**SOURCE RECORDS**
▬▬▬▬▬▬
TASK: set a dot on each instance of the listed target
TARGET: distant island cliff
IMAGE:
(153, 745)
▬▬▬▬▬▬
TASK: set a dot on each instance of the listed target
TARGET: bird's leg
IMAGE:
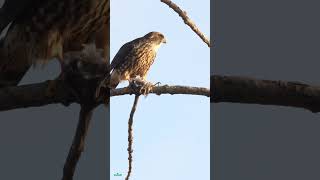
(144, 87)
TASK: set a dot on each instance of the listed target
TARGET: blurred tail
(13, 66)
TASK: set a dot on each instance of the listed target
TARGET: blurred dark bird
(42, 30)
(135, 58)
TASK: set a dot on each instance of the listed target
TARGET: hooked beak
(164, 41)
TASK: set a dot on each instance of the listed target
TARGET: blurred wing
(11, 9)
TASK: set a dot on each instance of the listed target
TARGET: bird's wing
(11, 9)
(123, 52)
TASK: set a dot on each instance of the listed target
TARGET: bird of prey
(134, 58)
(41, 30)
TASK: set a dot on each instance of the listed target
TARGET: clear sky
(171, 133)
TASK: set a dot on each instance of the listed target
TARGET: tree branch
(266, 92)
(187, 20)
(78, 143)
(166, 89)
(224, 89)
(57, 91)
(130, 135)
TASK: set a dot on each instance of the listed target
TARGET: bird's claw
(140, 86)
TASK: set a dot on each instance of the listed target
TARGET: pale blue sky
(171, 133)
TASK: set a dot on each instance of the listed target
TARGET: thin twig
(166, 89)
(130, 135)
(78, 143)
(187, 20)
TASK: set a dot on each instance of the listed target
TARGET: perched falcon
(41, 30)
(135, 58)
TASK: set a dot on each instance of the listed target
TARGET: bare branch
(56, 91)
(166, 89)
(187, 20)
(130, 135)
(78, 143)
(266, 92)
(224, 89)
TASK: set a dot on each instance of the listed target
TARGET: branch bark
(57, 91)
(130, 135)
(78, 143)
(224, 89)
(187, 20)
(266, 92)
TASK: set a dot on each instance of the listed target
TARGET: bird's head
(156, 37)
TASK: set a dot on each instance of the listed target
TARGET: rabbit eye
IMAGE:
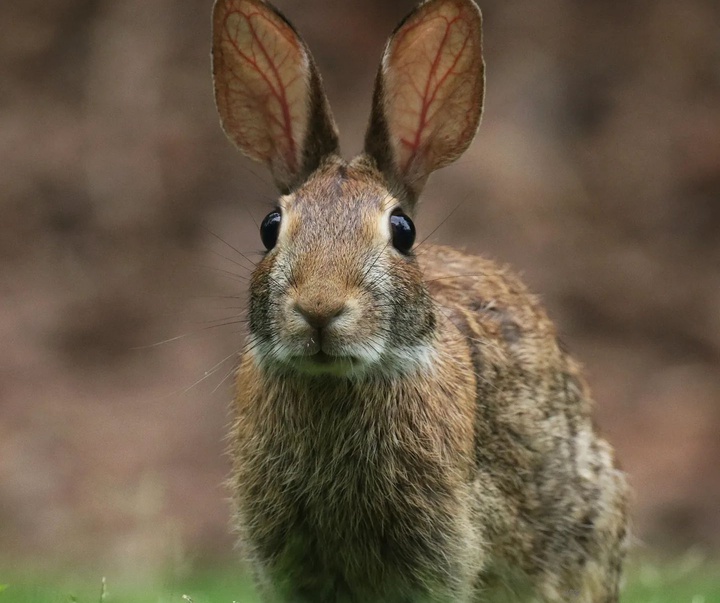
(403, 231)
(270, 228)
▬▬▬▬▬▬
**TASK DIRECTIONS**
Find every line in the records above that contains the word "branch" and copy each one out.

**EXERCISE SOLUTION**
TARGET: tree branch
TARGET: bare branch
TARGET: branch bark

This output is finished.